CSV’s simplicity is also its limitation. There’s no standard way to indicate data types (is “100” a number or text?), handle values containing commas, or represent nested structures. Various dialects exist with different quoting rules and delimiters, which can cause compatibility issues.
2.2.2 JSON: Structured Data as Text
JSON (JavaScript Object Notation) represents structured data with nested objects and arrays. It’s become the standard format for web APIs and configuration files.
config.json
{
"project": "sales-analysis",
"database": {
"host": "localhost",
"port": 5432,
"name": "sales_db"
},
"output_formats": ["csv", "parquet"],
"debug": false
}JSON can represent hierarchical data that would be awkward in CSV. It explicitly distinguishes between strings ("text"), numbers (42), booleans (true/false), arrays ([]), and objects ({}). This type information makes parsing more reliable.
2.2.3 YAML and TOML: Configuration Files
YAML and TOML are both used for configuration files, settings that control how programs behave. They prioritize human readability over machine efficiency.
config.yaml
project: sales-analysis
database:
host: localhost
port: 5432
name: sales_db
output_formats:
- csv
- parquet
debug: falseconfig.toml
[project]
name = "sales-analysis"
[database]
host = "localhost"

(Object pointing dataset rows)
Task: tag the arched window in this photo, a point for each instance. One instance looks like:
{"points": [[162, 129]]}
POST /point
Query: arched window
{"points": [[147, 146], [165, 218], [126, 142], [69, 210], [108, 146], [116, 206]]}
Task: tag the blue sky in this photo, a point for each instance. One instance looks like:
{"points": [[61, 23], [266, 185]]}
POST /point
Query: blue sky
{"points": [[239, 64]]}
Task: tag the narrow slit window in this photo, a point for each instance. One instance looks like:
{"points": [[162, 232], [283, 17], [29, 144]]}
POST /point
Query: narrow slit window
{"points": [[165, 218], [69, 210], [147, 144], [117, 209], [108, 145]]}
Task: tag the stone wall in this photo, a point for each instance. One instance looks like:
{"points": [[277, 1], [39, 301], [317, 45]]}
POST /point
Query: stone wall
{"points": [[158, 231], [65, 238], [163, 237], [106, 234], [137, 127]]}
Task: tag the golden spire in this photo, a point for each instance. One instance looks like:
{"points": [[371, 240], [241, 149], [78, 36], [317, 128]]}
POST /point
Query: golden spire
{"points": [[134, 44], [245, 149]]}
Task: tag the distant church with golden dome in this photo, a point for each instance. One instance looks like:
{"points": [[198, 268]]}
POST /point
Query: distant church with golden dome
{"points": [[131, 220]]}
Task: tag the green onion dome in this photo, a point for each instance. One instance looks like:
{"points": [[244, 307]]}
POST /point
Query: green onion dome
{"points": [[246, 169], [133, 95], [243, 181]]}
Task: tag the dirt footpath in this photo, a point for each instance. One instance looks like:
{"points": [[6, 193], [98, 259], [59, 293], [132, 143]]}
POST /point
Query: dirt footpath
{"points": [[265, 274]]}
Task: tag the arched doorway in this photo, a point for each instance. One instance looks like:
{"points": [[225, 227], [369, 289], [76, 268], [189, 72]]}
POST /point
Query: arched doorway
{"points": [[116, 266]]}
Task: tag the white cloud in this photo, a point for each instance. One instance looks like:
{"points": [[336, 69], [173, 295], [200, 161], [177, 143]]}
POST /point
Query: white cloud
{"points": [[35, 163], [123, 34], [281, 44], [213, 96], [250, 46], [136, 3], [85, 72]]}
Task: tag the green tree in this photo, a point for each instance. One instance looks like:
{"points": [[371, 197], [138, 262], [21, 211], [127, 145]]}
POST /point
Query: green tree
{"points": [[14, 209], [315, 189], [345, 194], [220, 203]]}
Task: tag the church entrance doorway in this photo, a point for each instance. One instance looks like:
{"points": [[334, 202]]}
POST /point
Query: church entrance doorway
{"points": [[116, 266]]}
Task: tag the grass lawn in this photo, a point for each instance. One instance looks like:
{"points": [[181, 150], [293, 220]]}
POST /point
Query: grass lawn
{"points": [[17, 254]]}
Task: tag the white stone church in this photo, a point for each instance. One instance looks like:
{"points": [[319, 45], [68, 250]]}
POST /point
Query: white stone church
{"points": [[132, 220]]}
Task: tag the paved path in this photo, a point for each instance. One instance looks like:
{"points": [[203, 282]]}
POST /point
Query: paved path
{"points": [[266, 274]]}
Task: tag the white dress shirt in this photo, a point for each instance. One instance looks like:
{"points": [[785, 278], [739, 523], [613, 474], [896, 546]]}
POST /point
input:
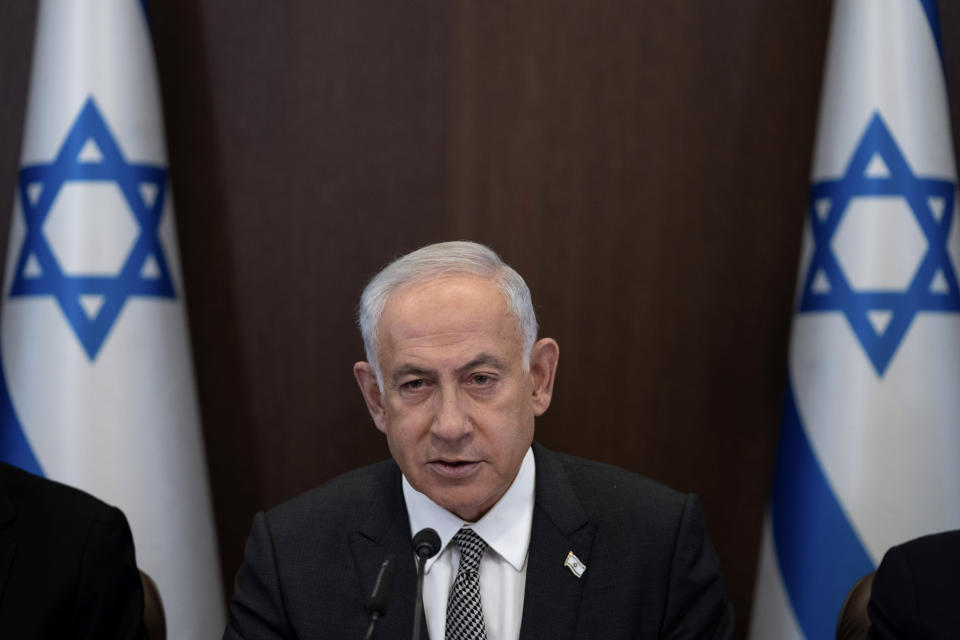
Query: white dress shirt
{"points": [[503, 569]]}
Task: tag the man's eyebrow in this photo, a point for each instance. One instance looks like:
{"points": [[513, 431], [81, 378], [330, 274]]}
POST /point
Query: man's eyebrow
{"points": [[409, 370], [484, 360]]}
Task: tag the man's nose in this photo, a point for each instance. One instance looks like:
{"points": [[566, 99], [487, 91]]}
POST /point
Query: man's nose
{"points": [[450, 421]]}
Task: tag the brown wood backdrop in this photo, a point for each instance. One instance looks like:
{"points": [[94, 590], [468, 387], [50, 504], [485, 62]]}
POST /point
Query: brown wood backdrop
{"points": [[642, 163]]}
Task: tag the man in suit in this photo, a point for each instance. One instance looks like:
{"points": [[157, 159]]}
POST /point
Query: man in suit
{"points": [[916, 589], [533, 544], [67, 567]]}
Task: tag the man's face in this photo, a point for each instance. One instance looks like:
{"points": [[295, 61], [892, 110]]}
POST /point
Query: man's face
{"points": [[457, 406]]}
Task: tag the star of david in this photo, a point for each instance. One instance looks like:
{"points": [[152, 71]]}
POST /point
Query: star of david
{"points": [[91, 302], [877, 169]]}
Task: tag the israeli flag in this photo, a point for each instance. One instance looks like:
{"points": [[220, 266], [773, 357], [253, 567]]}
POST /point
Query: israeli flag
{"points": [[98, 389], [870, 436]]}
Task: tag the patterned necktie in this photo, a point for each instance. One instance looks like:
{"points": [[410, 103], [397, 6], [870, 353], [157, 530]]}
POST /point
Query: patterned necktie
{"points": [[464, 613]]}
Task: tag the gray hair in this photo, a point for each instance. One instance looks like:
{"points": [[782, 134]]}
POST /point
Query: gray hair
{"points": [[437, 261]]}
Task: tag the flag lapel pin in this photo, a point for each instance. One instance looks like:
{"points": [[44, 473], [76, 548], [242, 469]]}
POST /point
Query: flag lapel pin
{"points": [[575, 565]]}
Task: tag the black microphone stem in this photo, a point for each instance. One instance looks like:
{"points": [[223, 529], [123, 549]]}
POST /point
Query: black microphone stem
{"points": [[418, 607]]}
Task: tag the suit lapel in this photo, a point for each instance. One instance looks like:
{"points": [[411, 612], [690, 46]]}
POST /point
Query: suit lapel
{"points": [[7, 542], [552, 594], [387, 532]]}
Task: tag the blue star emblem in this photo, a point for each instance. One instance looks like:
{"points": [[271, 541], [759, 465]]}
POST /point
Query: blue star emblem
{"points": [[933, 286], [91, 302]]}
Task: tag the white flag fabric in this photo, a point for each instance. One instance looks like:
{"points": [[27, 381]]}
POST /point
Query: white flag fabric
{"points": [[870, 435], [98, 384]]}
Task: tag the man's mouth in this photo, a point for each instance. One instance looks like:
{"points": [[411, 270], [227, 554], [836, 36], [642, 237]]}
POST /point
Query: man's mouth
{"points": [[454, 468]]}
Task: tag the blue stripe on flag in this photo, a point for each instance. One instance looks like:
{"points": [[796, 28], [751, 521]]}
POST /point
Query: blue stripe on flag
{"points": [[819, 553], [933, 17], [14, 448]]}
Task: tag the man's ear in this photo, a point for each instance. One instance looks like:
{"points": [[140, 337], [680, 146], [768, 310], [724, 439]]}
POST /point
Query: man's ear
{"points": [[543, 368], [367, 379]]}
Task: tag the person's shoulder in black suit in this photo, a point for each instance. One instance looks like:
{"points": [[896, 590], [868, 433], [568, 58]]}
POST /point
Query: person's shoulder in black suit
{"points": [[916, 590], [67, 566]]}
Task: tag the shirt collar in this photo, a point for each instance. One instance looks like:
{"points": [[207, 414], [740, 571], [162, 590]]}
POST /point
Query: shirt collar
{"points": [[505, 527]]}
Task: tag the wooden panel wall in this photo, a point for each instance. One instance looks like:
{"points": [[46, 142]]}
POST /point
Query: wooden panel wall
{"points": [[643, 164]]}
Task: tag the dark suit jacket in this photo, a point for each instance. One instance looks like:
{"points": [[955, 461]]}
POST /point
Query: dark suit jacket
{"points": [[310, 563], [916, 590], [67, 566]]}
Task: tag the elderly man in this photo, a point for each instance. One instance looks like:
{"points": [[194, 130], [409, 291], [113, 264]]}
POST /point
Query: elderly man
{"points": [[534, 544]]}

Written task 1 →
Answer these questions from the passage on data file formats:
(a) What has JSON become the standard format for?
(b) What port number is given for the database in the configuration samples?
(c) What do YAML and TOML prioritize over machine efficiency?
Written task 2 →
List every data type that JSON explicitly distinguishes between, according to the passage on data file formats.
You won't need the listing for this work.

Task response 1 →
(a) Web APIs and configuration files
(b) 5432
(c) Human readability

Task response 2 →
Strings, numbers, booleans, arrays, objects